▶ Objetivo do exercício
Reproduza sem alterações o trecho do texto sobre a safra brasileira de café que começa nas palavras "De acordo com" e termina logo após "de todo país.".

▶ Texto para análise
****************************************

Muitos players nacionais e internacionais também costumam divulgar muito antecipadamente a previsão da safra de café brasileira, mas com metodologias ou métodos estatísticos às vezes pouco claros. Isso não significa que há más intenções nos números ou mesmo que os dados sejam de baixa qualidade, mas de forma geral devemos ficar atentos e ter um olhar crítico para todas as informações e dados sem referência ou metodologia clara.
De acordo com o último levantamento e relatório técnico da CONAB, o Brasil colheu 47,4 milhões de sacas de arábica este ano, o que representa 76,9% do volume total colhido. Acredita-se que esta seja a segunda maior safra de todos os tempos, pois boas condições durante a granação e colheita, além de biênio positivo alavancaram os números. A estiagem também melhorou a qualidade média do café em quase todas as regiões brasileiras, além de ter favorecido o transporte desses grãos para os portos e armazéns de todo país.
Atualmente, há constantes relatos de traders sobre armazéns cheios de sacos de café aguardando processamento ou exportação. Além disso, segundo os últimos dados divulgados pelo CECAFE (Conselho dos Exportadores de Café do Brasil), o Brasil exportou 3,8 milhões de sacas desde setembro, um recorde para o mês. Esse número provavelmente teria sido ainda maior se não fosse pela falta de contêineres e navios, reflexo de um fluxo logístico mundial afetado pelo COVID-19.
Resumindo, o Brasil produziu muito café nesse ano.
Fisiologia, Metabolismo e Clima
Até o momento, levantamentos numéricos para a safra 2021 devem ser considerados como muito aproximados e com grande margem de erro. No entanto, para arábicas, alguns pontos já podem ser comentados de forma qualitativa através de observações de campo, dados de estações meteorológicas e aspectos fisiológicos bem conhecidos da espécie.

****************************************

▶ Extrato de dados
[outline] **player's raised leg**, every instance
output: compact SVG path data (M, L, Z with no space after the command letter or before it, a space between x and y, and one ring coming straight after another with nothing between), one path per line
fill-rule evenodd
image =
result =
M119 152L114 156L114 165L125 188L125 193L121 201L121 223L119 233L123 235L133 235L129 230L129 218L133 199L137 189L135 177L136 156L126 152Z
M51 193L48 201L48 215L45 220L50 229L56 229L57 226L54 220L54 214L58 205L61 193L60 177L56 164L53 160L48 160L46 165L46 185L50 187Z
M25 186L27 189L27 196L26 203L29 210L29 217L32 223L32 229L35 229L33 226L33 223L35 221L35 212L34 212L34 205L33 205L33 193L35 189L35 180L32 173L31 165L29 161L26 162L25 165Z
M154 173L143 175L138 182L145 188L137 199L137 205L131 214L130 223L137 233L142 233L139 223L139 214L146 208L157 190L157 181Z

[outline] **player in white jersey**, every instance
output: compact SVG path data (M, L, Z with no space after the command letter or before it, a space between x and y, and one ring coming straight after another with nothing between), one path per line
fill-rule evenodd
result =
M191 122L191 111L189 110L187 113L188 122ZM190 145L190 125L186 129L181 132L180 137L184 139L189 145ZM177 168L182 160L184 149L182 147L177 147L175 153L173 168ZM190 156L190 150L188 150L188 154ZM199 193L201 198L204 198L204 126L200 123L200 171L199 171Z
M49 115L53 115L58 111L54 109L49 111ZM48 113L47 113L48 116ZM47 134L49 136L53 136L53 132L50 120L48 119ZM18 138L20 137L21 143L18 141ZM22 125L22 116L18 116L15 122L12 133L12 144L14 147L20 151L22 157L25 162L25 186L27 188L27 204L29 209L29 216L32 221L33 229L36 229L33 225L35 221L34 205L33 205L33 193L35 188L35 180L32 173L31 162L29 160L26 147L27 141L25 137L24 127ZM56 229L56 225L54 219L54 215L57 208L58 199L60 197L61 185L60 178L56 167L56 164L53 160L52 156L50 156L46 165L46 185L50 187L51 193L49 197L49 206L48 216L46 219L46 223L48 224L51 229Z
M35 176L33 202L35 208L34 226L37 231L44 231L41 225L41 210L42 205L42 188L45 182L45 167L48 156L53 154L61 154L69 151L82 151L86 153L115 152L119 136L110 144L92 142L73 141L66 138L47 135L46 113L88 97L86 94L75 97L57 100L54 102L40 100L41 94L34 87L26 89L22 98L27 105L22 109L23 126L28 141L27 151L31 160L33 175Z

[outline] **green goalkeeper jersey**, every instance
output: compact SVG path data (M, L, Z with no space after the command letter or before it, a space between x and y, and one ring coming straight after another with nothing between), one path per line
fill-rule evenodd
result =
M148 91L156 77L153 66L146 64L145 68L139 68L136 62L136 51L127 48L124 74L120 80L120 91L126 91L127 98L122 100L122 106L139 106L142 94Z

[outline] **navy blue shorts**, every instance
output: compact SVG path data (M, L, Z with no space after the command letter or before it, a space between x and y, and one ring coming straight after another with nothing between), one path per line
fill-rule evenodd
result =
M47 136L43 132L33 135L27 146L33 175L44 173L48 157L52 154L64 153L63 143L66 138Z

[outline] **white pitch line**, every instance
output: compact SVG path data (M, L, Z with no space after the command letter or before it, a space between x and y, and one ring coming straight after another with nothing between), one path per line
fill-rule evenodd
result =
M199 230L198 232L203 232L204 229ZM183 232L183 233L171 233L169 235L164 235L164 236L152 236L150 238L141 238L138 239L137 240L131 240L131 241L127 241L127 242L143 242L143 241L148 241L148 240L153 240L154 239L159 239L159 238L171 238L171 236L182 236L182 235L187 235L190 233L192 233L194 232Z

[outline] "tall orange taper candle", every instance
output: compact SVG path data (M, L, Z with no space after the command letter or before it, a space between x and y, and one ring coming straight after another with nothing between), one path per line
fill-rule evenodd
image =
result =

****************************************

▶ Resolução do problema
De acordo com o último levantamento e relatório técnico da CONAB, o Brasil colheu 47,4 milhões de sacas de arábica este ano, o que representa 76,9% do volume total colhido. Acredita-se que esta seja a segunda maior safra de todos os tempos, pois boas condições durante a granação e colheita, além de biênio positivo alavancaram os números. A estiagem também melhorou a qualidade média do café em quase todas as regiões brasileiras, além de ter favorecido o transporte desses grãos para os portos e armazéns de todo país.